» **Task details**
Using the data that follows, give the number of lines where the string "field" occurs, and nothing else.

» **Data**
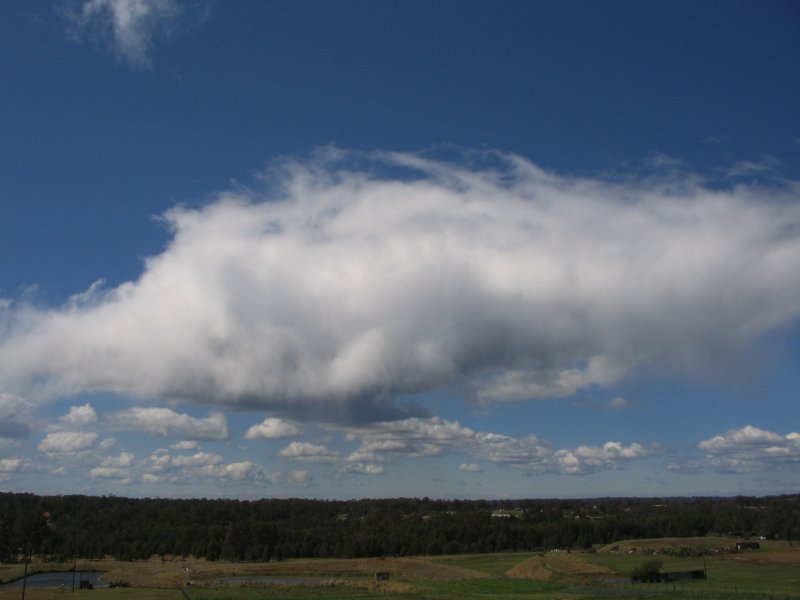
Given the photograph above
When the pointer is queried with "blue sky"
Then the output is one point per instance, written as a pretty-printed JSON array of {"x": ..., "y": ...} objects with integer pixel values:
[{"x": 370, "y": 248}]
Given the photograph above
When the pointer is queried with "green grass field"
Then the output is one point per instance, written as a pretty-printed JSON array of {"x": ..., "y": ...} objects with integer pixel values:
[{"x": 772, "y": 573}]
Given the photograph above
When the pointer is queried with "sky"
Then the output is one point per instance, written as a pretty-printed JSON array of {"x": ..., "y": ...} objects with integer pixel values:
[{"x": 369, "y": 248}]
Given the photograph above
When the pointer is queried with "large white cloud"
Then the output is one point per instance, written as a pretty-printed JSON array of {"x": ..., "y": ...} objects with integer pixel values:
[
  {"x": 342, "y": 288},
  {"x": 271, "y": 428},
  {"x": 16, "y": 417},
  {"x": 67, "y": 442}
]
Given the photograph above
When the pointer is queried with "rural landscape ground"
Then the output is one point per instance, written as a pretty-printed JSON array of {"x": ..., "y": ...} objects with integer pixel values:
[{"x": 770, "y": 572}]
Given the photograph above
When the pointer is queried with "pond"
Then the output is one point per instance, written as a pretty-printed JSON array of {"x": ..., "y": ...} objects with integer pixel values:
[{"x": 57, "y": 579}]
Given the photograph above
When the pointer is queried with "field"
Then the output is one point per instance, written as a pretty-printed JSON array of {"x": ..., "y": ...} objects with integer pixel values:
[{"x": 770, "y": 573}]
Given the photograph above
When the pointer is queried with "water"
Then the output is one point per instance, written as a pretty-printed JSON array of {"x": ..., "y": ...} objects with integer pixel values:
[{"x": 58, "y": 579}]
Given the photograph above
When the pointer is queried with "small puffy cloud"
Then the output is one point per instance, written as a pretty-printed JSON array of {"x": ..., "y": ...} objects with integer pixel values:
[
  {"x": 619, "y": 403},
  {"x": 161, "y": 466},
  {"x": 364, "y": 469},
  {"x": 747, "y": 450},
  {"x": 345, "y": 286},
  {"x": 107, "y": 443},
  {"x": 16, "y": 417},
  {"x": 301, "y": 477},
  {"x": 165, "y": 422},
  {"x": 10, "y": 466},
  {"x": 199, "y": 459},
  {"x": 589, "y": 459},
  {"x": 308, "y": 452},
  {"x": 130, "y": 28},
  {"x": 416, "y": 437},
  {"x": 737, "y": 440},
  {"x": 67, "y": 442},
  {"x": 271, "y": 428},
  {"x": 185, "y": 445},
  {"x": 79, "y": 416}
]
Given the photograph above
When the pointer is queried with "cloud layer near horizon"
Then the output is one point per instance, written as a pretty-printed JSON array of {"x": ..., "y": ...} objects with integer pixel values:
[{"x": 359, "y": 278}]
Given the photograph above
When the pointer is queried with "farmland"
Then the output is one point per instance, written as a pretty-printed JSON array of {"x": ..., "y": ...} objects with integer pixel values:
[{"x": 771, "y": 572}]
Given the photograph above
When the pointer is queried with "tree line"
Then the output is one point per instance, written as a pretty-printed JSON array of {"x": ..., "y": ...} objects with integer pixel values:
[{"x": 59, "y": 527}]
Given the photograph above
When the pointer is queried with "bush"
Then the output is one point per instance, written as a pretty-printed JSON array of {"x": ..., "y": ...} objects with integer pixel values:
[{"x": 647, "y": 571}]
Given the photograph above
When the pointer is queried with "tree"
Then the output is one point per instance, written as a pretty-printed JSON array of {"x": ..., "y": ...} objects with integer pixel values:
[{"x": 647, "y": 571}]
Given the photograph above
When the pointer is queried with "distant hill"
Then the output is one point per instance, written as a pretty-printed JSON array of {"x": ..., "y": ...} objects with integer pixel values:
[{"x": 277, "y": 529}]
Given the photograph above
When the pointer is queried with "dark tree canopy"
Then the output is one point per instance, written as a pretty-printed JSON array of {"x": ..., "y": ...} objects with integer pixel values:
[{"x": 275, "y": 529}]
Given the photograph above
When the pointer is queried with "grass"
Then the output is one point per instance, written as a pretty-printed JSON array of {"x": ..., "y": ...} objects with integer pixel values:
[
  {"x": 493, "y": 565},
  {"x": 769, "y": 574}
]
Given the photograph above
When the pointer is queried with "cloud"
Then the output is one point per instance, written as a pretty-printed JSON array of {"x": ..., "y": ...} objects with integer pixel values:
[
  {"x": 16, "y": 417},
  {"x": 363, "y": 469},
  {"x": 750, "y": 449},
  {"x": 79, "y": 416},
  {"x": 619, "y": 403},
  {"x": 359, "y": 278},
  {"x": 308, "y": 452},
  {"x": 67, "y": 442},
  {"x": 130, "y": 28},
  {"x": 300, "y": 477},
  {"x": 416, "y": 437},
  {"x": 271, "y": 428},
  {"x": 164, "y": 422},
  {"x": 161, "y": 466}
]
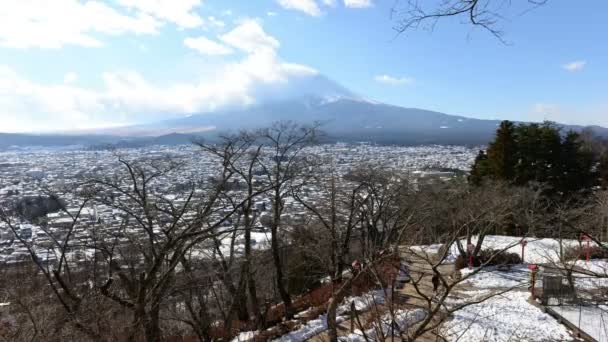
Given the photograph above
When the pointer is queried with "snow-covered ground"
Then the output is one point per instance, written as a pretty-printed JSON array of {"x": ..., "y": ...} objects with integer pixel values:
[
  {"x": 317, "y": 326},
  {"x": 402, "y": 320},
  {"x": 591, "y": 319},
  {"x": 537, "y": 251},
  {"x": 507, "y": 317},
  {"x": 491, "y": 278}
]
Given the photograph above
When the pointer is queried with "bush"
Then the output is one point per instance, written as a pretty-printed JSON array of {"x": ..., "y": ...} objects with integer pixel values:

» **Result for this exercise**
2